[Entries taken from a collection]
____________________
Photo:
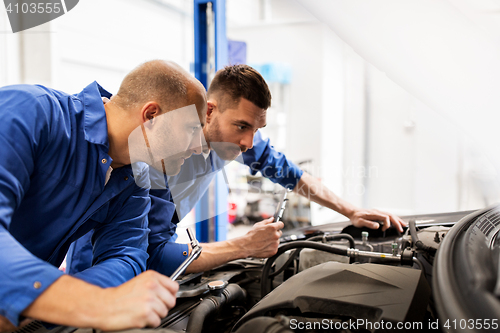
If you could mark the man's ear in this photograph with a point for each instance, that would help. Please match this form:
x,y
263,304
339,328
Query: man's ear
x,y
149,111
211,109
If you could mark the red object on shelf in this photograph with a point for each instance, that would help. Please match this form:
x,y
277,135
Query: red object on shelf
x,y
232,212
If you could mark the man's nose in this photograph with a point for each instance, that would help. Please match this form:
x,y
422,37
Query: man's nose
x,y
247,140
195,146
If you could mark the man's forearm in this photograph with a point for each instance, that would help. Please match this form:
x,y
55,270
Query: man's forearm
x,y
68,301
216,254
314,190
140,302
260,242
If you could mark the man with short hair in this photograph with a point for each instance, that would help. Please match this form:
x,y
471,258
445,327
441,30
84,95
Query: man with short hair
x,y
238,99
65,170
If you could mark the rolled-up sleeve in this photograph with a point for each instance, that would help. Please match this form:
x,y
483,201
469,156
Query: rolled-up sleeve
____________________
Problem statement
All the records above must be retyped exactly, except for their pictures.

Result of this task
Photo:
If you could mark the man's ear in this photograph with a point for each instance, that would help. Please match this form:
x,y
263,304
339,328
Query: man's ear
x,y
149,111
211,109
If you could mark the red object on shelf in this photograph with a point for each instance, that would help. Please match this form:
x,y
277,135
Query: red object on shelf
x,y
232,212
If you could mark the man's nose in this photograph with a point for each instance, that would help. Please match this form:
x,y
422,37
Query: man's nose
x,y
247,140
195,146
If you could mark the man's forearm in this photograph with a point for each instance, that would help. Please match this form:
x,y
55,270
Query: man's forearm
x,y
68,301
216,254
314,190
140,302
260,242
If you could mark the man with short hair in this photograph with a point for each instance, that would help. Please match this form:
x,y
471,258
445,327
441,30
84,95
Query: man with short hair
x,y
238,99
65,170
If you could mark the rolled-up sleeve in this photograph with a point for each instance, that would help. Please match this form:
x,y
483,201
469,156
Query: rolled-up sleeve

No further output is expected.